= DATASET ROWS =

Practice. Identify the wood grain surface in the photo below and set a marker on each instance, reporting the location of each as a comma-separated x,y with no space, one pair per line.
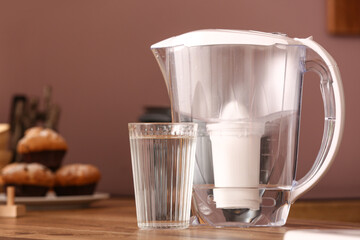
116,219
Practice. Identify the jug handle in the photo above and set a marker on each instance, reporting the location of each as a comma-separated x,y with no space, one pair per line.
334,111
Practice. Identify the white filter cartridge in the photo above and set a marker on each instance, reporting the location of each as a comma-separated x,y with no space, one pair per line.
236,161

...

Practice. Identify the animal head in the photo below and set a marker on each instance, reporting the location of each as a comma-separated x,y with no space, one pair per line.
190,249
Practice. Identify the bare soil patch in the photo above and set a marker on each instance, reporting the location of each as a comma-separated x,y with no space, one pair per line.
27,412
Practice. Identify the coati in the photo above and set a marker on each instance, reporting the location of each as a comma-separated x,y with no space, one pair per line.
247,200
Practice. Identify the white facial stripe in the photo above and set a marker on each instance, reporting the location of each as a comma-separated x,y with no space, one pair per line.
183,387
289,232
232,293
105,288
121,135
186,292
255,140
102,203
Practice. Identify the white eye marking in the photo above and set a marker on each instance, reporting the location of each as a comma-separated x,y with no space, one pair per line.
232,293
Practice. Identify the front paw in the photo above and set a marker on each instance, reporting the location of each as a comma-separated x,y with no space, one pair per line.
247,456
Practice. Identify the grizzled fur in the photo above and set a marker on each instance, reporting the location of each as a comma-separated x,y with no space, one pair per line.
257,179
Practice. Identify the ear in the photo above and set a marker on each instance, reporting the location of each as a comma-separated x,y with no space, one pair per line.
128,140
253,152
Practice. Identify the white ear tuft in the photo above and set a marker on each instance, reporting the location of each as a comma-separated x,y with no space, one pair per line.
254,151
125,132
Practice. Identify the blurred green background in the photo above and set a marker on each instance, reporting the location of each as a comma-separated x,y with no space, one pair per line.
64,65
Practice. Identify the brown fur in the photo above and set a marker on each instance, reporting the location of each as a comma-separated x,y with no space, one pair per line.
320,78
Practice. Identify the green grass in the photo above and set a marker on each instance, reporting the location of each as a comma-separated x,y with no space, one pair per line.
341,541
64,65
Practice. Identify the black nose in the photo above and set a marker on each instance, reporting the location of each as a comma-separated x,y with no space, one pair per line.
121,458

==

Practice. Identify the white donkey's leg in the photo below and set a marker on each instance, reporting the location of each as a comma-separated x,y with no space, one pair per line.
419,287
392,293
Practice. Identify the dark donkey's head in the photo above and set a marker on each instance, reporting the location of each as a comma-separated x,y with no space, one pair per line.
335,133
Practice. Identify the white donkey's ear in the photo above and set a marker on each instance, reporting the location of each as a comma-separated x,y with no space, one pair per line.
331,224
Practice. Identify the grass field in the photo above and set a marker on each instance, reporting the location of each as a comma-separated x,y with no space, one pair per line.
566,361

= WHAT THE EXERCISE ASKS =
Extract from the listing above every line that contains the word "white", and reproduce each such line in full.

= TASK SOLUTION =
Practice. Identify the white filter cartridge in the photo above and set a marker on each instance, reporting the location of each as a comma-separated x,y with no space, one pair per line.
Practice. Identify the white facial stripe in the photo above and set a marker on each instance, reporting the location of each as a comma-separated x,y with no space, one pair per line.
Practice. Identify the white eye marking in the photo above and set a marker on each instance, reporting the location of each as a comma-separated x,y with no space, one pair per line.
Practice. Identify the white ear tuft in the photo above and set a marker on each instance, reporting the location of each as a comma-separated x,y with no space, one pair per line.
Practice. Identify the white donkey's leg in the photo below and set a marker on each instance, reporting the location of each as a comma-separated x,y with no space, one pair per line.
Practice. Identify the white donkey's ear in the photo above and set a marker on each instance, reporting the location of each as a comma-separated x,y with no space, one pair per line.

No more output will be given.